Input records:

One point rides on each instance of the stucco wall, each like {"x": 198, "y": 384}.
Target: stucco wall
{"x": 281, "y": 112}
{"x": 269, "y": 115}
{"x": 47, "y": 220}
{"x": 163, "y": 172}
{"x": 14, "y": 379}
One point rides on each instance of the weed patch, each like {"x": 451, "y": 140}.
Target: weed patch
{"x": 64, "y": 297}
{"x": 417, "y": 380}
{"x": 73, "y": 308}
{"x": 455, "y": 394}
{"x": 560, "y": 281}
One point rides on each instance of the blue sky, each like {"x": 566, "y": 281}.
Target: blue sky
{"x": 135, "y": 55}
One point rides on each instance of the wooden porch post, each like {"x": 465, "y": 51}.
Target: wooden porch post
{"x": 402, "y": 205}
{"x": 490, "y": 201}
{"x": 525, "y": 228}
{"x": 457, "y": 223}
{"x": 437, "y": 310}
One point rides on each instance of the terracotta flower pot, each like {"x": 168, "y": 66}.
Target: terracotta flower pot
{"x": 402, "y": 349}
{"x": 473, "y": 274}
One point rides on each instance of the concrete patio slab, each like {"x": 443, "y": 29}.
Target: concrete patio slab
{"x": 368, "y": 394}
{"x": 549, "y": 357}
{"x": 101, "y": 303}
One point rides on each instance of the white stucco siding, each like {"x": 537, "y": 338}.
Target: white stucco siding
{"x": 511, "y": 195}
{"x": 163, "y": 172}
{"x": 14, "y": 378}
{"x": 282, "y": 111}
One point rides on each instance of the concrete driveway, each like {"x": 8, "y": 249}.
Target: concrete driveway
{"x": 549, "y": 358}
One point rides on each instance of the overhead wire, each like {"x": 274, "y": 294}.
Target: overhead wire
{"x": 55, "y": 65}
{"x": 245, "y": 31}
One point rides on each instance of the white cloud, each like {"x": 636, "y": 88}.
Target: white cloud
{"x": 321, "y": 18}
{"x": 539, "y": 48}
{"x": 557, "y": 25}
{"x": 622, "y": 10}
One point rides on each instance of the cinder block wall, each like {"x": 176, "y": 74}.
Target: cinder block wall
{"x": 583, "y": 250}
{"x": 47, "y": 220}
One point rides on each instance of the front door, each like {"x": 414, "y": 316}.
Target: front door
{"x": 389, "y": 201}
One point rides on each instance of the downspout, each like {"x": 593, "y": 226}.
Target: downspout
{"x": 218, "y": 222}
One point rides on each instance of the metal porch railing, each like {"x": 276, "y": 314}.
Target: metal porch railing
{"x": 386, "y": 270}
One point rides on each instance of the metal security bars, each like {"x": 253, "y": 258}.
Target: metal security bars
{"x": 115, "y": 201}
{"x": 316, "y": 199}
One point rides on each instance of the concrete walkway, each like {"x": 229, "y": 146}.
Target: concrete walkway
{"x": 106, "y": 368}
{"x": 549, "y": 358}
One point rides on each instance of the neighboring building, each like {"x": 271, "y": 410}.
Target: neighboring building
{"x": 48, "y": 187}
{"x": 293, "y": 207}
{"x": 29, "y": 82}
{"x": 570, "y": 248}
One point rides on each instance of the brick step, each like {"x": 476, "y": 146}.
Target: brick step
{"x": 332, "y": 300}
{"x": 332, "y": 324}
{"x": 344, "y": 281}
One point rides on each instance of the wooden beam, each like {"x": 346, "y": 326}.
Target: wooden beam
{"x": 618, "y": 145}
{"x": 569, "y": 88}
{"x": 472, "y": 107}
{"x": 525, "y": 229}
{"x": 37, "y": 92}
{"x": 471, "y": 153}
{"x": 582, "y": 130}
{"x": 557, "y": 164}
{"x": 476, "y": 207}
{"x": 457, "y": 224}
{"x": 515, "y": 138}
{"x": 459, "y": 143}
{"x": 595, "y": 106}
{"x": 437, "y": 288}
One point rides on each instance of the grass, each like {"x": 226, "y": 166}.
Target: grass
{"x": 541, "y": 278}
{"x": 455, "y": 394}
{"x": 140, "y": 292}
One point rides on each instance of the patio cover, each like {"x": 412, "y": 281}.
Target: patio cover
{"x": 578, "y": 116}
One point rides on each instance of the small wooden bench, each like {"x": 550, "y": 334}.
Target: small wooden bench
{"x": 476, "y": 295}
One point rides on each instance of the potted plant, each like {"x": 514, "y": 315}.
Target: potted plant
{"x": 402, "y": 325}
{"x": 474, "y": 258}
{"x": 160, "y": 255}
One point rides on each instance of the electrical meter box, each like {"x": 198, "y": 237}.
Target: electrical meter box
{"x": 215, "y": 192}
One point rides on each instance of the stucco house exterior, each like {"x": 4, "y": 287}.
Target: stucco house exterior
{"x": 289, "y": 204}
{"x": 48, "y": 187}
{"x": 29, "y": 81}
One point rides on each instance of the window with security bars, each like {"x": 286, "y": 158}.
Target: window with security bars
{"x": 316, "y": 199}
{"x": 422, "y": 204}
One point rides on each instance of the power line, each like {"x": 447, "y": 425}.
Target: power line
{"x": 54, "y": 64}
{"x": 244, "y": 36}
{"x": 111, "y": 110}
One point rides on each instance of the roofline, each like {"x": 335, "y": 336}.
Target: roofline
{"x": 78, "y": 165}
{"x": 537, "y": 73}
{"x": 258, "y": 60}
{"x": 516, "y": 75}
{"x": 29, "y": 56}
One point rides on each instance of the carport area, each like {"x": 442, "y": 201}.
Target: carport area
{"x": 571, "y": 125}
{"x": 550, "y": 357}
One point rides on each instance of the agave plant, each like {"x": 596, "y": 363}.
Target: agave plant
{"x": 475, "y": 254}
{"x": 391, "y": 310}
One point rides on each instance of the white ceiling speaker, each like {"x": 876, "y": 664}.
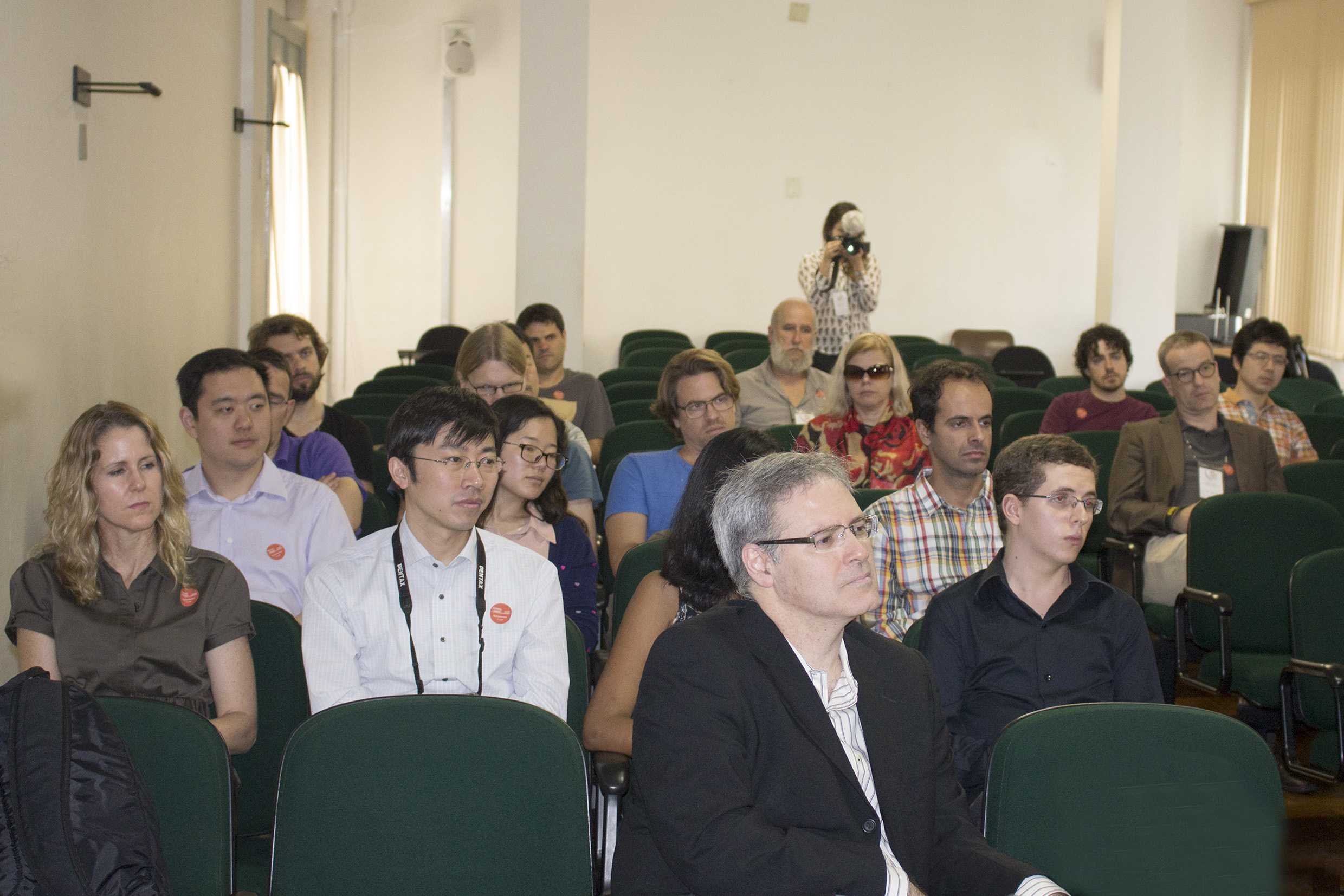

Task brief:
Turn the part of the listing above that opens with the line containing "One point rides on each instance of the power" and runs to the end of the listing into a numbered list. Leave out blank lines and pictures.

Result of the exercise:
1. One point rides on each instance of the power line, each like {"x": 447, "y": 425}.
2. Target: power line
3. {"x": 54, "y": 64}
4. {"x": 244, "y": 36}
5. {"x": 111, "y": 110}
6. One point rides on each instance of the roofline, each like {"x": 335, "y": 336}.
7. Target: roofline
8. {"x": 78, "y": 165}
9. {"x": 537, "y": 73}
10. {"x": 258, "y": 60}
11. {"x": 516, "y": 75}
12. {"x": 29, "y": 56}
13. One point rides on each instance of the carport area, each like {"x": 442, "y": 201}.
14. Target: carport area
15. {"x": 571, "y": 125}
16. {"x": 550, "y": 357}
17. One point rides on each instance of the agave plant, each like {"x": 596, "y": 363}.
18. Target: agave plant
19. {"x": 475, "y": 254}
20. {"x": 391, "y": 310}
21. One point rides on each instance of the white ceiling speaker, each like {"x": 876, "y": 664}.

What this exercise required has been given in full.